Dataset entries

##########

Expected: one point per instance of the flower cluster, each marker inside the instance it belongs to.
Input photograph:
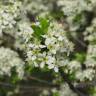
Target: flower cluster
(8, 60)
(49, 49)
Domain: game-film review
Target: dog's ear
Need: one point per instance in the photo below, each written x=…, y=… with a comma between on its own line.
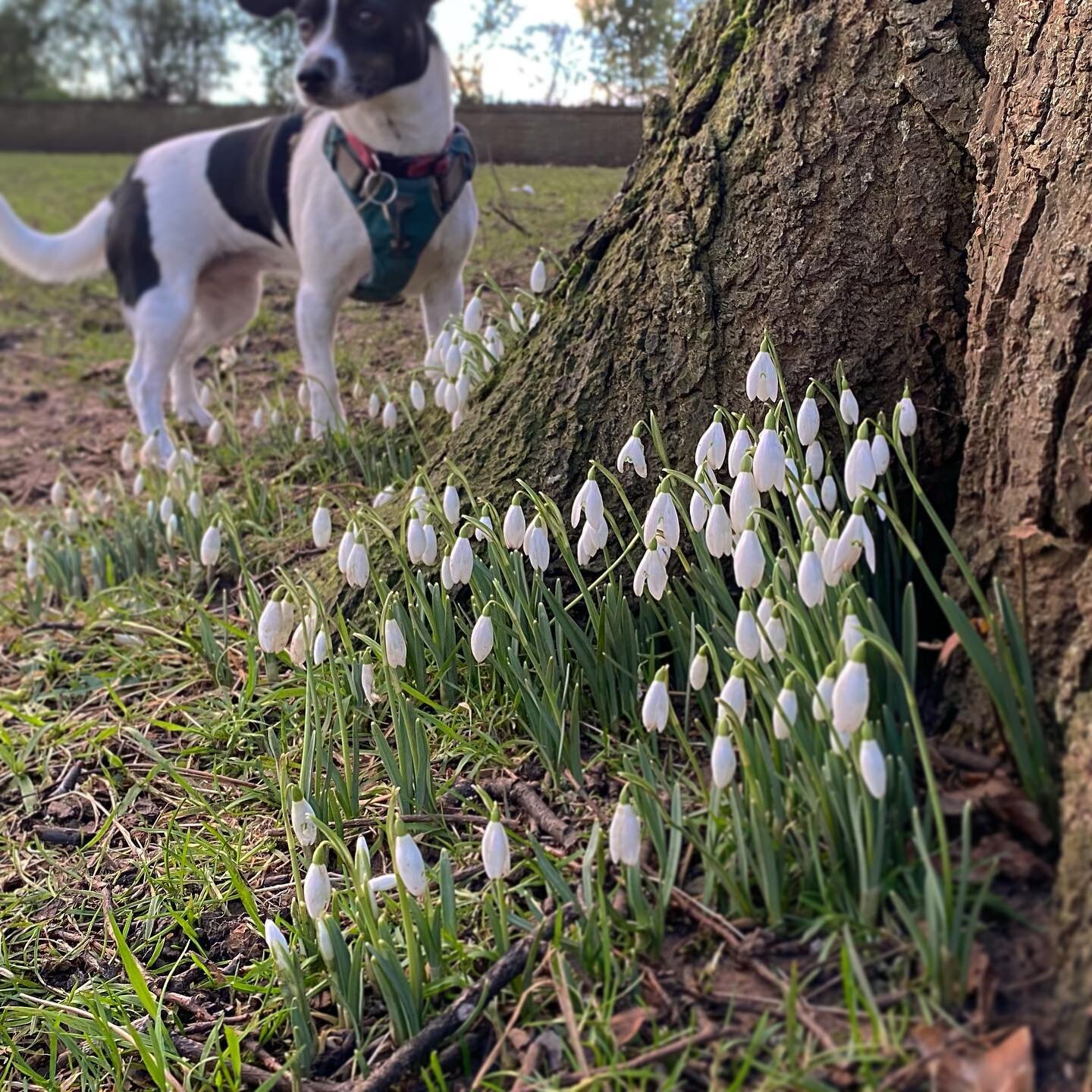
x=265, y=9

##########

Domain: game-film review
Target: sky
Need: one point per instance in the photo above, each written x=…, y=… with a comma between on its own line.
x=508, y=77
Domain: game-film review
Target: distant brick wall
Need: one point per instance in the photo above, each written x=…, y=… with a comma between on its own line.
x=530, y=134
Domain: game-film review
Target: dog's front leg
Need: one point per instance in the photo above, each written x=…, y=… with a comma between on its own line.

##########

| Task instructions |
Take the entries above and copy exactly the lines starting at the one with "Expected: one point" and ending at the one with "Target: dog's ear"; nothing outside that span, and no pictures.

| Output for this exercise |
Expected: one point per instance of the flower cluster, each marker inside the instance it belongs to.
Input photograph:
Target: flower cluster
(8, 60)
(49, 49)
Domain: game-film review
Target: dog's ear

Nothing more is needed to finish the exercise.